- EXTRAIT ÉTUDIÉ:
☆ ☆ ☆ ☆

Dans Falconbridge, Banking and Bills of Exchange (7e éd. 1969) 789, on peut lire:

L’acceptation d’une lettre de change ne suspend pas le recours du créancier fondé sur un contrat formel ou une dette garantie ou par saisie-gagerie, parce qu’on ne peut présumer que le créancier est privé d’un meilleur recours que l’action fondée sur la lettre de change, mais dans les autres cas, on peut présumer que le créancier qui accepte une lettre de change pour une dette antérieure l’accepte à titre de paiement conditionnel de la dette.

Comme le chèque n’a pas été payé en conformité de sa teneur, il s’ensuit que la prime n’a pas été payée et ce paiement était essentiel au renouvellement de la police; il faut donc considérer que la police a expiré à la fin du délai de grâce de 31 jours, soit le 1er septembre 1975.

☆ ☆ ☆ ☆

- CONSIGNE 1:
Relevez chacune des lignes où figure le mot « grass ».
Les lignes qui suivent n'ont aucun rapport avec l'extrait.

- Lignes d'un jeu de données de pointage:
☆ ☆ ☆ ☆

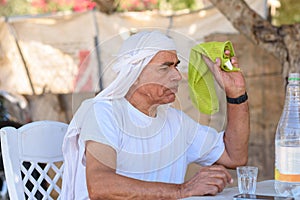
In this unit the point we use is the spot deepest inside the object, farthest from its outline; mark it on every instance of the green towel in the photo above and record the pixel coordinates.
(201, 80)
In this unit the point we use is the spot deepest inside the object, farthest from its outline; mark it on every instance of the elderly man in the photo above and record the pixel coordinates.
(128, 143)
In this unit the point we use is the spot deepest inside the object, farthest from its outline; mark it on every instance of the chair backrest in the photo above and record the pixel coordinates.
(33, 160)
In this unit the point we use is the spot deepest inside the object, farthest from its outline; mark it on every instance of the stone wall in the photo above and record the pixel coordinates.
(265, 87)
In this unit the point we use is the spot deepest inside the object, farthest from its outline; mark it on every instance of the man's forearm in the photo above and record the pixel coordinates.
(237, 133)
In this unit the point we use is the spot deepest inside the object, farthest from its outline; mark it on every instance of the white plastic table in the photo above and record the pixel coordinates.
(262, 188)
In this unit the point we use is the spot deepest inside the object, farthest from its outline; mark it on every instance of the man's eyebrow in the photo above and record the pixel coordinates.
(171, 63)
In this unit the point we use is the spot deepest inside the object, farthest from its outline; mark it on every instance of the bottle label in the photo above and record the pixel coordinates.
(287, 163)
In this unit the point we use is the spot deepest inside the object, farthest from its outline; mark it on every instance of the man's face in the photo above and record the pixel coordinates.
(159, 79)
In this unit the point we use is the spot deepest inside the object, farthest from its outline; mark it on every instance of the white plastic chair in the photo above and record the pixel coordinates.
(33, 160)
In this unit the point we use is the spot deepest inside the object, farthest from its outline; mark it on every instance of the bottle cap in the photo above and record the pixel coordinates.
(294, 77)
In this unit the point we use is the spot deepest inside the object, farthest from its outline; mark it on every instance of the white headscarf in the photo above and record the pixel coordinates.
(135, 53)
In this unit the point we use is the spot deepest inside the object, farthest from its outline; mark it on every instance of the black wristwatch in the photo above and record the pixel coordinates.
(238, 100)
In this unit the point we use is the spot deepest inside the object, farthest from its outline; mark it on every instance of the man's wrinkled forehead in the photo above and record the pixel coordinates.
(146, 41)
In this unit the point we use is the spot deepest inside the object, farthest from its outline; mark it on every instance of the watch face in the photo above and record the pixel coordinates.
(262, 197)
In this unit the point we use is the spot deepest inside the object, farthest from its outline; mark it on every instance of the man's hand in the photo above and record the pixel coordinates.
(232, 82)
(208, 181)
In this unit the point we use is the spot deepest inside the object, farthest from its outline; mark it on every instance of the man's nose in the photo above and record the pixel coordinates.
(176, 76)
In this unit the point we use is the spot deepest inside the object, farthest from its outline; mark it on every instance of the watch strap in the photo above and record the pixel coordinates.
(238, 100)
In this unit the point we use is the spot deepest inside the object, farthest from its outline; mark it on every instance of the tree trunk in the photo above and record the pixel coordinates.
(283, 42)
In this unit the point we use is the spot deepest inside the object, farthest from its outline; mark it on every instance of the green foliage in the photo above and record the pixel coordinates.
(287, 13)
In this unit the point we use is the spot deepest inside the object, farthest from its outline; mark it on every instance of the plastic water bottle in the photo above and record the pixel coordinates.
(287, 142)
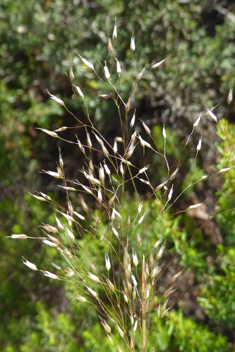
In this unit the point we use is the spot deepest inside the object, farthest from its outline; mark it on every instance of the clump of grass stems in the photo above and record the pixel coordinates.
(131, 266)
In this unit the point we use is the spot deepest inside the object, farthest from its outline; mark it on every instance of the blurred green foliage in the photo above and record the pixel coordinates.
(39, 42)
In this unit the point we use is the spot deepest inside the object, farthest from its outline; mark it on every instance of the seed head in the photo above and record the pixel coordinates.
(119, 70)
(19, 237)
(132, 120)
(71, 74)
(157, 64)
(87, 63)
(115, 32)
(57, 100)
(49, 274)
(93, 277)
(230, 96)
(78, 90)
(107, 262)
(132, 45)
(140, 75)
(29, 264)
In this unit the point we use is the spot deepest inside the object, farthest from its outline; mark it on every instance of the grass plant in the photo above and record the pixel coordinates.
(102, 229)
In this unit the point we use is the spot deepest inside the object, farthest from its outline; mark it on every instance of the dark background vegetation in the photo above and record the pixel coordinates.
(39, 42)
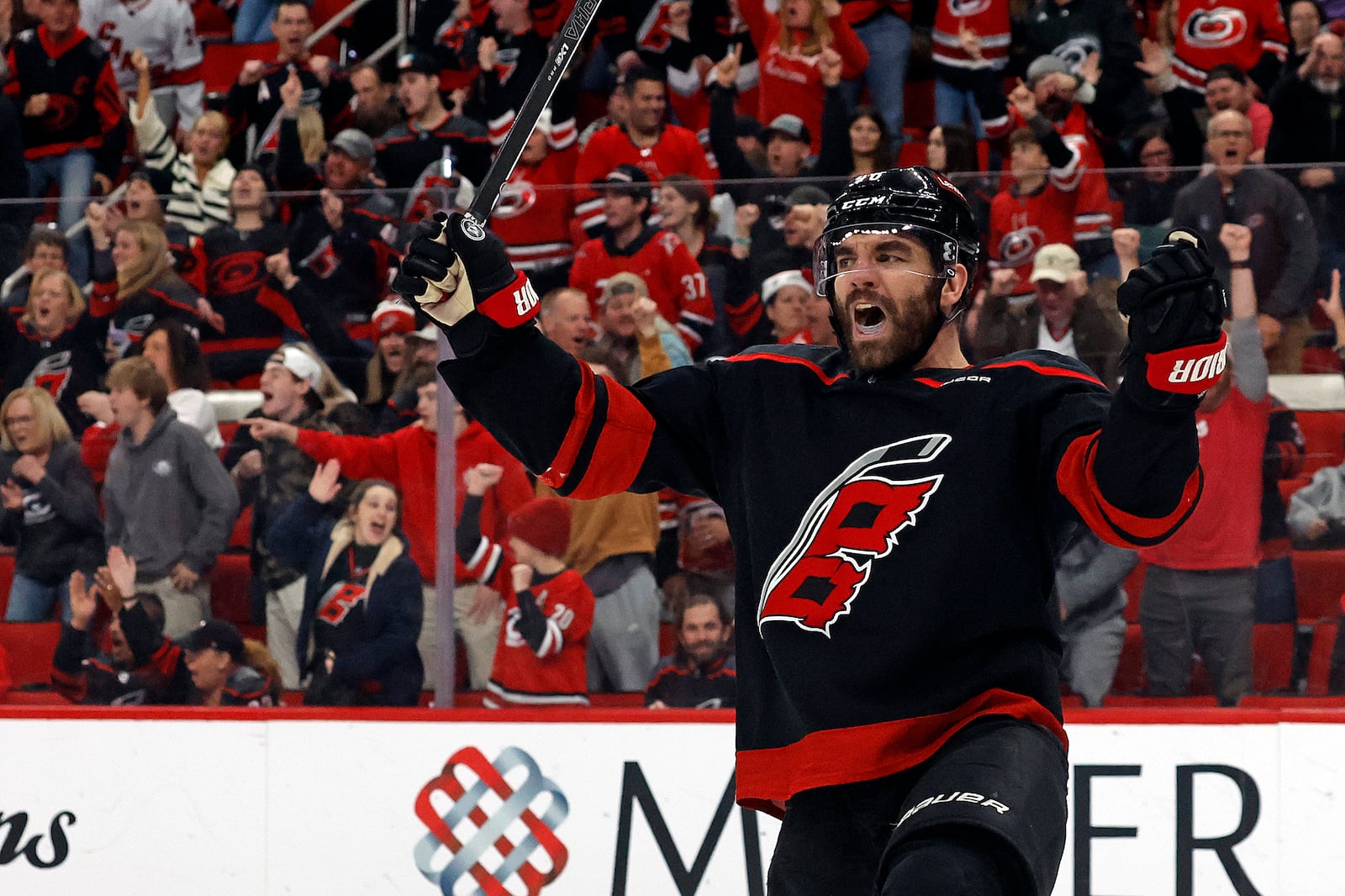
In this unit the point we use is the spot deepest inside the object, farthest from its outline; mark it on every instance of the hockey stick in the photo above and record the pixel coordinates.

☆ ☆ ☆ ☆

- CONSIGNE 2:
D'après l'extrait, pour quelle raison faut-il considérer que la police a expiré ? Répondez en une à trois phrases.

- CORRIGÉ 1:
In this unit the point we use is the spot deepest inside the object, farthest from its outline; mark it on every instance of the clump of grass stems in the photo above and record the pixel coordinates.
In this unit the point we use is the spot deepest inside the object, farthest from its outline; mark it on every instance of the grass plant in the photo above and record the pixel coordinates.

- CORRIGÉ 2:
Le chèque n'a pas été payé conformément à sa teneur, si bien que la prime n'a pas été payée. Or ce paiement était essentiel au renouvellement de la police, qui a donc expiré à la fin du délai de grâce de 31 jours, soit le 1er septembre 1975.